## [Exercise tasks]
1. Translate this sentence from the passage on Frances Frew into French: "Sometimes a researcher must accept that the resolution of a search is that there is no resolution, at least not now, not yet."
2. Name every person whom the passage on Frances Frew identifies by name.
3. Return the section of the passage on Frances Frew from "Enter Diane and" up to and including "a bad lesson.", with no changes.

## [Reading passage]
▽
Enter Diane and her awesome Catching Health website. You won’t be surprised to learn that Diane responded immediately to my request for information about where nurses at the turn of the last century received their training. Unfortunately, none of Diane’s suggestions for further research have led me to a connection between Anna Davis and Frances Frew or her brother, but they have certainly provided food (another potato chip?) for thought. Sometimes a researcher must accept that the resolution of a search is that there is no resolution, at least not now, not yet. Altogether not a bad lesson.

The article on Frances will be published in the Ancestor, a quarterly journal of the Family History Society of Newfoundland and Labrador. The purpose of the article is to encourage people to look beyond the “begats” of their ancestors – the births, marriages, and deaths – and to put their lives into context. While it tells about a period in Frances’ life, the years leading up to her going to war, it was also written to demonstrate how much research can be done during a lockdown. Libraries, archives, people like Diane are still accessible, and valued gatherers of information waiting to be retrieved.

One last word on Frances and another of the lessons one learns, even when not looking for them. Frances was widowed shortly after her 1904 wedding to William Frew. A few years later she moved to Canada (Newfoundland was not part of Canada until 1949). At some point, she received her nurse’s training and, in September 1914, enlisted in the Canadian army. During the war, Frances served on The Front in France where she met John Hunt, a doctor in CAMC. They married on October 14, 1915. Their son, John Blair Hunt, was conceived in France, born in Canada, and died in Italy in 1943 while serving as a captain in Princess Patricia’s Canadian Light Infantry during the Second World War. Frances’ life was so much more than her 80-word obituary or her entry in a family tree – everyone has a story.
△
## [Supplied data]
▽
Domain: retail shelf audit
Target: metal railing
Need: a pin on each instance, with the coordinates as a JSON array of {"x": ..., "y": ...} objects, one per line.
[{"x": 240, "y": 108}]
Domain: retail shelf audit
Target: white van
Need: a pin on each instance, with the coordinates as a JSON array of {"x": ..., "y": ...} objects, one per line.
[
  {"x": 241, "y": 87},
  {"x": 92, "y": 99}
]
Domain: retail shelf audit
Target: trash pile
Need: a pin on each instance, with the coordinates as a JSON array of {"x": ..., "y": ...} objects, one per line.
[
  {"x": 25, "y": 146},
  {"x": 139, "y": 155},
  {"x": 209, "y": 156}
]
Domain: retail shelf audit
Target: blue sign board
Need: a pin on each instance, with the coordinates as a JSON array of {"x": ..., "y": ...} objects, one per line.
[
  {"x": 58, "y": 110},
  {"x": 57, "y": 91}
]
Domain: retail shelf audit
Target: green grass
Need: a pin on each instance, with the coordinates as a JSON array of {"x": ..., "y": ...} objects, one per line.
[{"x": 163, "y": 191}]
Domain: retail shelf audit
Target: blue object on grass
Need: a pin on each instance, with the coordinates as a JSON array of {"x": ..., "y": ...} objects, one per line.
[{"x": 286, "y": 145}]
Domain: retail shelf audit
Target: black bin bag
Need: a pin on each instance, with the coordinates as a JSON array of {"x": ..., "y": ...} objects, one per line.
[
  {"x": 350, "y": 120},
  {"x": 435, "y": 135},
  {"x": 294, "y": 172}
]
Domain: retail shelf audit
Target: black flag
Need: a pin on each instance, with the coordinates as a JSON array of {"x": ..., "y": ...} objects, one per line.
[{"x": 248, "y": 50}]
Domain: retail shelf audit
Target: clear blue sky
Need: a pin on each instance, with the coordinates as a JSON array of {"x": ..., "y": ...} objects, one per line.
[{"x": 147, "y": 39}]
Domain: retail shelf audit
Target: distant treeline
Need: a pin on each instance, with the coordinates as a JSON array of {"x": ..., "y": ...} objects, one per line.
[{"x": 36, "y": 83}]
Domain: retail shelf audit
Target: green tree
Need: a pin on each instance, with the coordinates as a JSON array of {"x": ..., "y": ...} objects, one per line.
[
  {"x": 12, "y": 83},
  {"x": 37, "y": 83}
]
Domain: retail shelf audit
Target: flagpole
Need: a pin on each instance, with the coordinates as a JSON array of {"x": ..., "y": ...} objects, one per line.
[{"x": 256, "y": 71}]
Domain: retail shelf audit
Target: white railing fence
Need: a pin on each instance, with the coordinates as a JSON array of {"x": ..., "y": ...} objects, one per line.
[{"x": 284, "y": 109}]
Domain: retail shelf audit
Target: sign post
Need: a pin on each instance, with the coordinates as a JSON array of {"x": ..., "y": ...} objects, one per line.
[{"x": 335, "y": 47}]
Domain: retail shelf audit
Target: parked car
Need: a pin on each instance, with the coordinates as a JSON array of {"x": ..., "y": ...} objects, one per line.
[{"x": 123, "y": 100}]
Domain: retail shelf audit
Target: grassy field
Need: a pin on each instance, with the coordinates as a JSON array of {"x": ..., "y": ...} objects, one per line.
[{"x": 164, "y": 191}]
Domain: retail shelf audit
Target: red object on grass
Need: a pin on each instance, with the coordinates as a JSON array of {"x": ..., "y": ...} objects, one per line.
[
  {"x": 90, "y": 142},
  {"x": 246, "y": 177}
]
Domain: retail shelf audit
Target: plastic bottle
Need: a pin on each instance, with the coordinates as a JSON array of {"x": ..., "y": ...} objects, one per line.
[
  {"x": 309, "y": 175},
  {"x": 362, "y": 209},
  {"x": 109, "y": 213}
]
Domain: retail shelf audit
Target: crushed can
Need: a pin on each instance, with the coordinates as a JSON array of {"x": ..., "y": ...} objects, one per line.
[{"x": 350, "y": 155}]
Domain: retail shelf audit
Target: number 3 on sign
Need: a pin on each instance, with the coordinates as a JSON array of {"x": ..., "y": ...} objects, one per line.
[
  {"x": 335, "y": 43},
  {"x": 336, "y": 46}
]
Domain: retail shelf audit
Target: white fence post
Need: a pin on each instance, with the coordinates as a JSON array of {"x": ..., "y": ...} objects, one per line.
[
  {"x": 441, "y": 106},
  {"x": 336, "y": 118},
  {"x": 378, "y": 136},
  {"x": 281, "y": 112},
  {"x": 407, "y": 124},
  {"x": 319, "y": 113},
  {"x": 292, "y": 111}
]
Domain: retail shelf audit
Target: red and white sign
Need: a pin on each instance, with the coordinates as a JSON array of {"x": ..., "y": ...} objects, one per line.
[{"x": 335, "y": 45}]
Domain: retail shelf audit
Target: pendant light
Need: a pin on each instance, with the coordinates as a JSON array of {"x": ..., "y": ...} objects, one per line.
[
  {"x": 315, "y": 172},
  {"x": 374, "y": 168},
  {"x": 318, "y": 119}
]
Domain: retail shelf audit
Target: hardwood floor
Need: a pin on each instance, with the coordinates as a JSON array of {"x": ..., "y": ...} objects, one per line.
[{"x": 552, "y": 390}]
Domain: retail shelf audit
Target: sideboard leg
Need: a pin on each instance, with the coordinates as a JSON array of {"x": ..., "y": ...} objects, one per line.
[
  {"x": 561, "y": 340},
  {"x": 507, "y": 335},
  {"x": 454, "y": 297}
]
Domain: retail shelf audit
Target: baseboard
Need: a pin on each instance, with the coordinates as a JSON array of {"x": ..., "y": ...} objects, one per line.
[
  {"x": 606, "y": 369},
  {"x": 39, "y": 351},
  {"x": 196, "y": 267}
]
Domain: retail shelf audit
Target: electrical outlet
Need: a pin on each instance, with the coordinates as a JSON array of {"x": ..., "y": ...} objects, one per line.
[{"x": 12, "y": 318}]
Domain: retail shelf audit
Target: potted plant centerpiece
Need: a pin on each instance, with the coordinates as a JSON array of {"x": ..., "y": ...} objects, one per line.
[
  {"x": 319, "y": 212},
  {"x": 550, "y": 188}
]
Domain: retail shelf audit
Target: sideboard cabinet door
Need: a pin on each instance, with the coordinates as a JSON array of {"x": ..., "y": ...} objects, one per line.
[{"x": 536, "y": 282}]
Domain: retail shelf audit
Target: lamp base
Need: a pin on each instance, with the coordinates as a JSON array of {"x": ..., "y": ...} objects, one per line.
△
## [Expected outputs]
1. Parfois, un chercheur doit accepter que la résolution d'une recherche, c'est qu'il n'y a pas de résolution, du moins pas maintenant, pas encore.

2.
Diane
Anna Davis
Frances Frew
William Frew
John Hunt
John Blair Hunt

3.
Enter Diane and her awesome Catching Health website. You won’t be surprised to learn that Diane responded immediately to my request for information about where nurses at the turn of the last century received their training. Unfortunately, none of Diane’s suggestions for further research have led me to a connection between Anna Davis and Frances Frew or her brother, but they have certainly provided food (another potato chip?) for thought. Sometimes a researcher must accept that the resolution of a search is that there is no resolution, at least not now, not yet. Altogether not a bad lesson.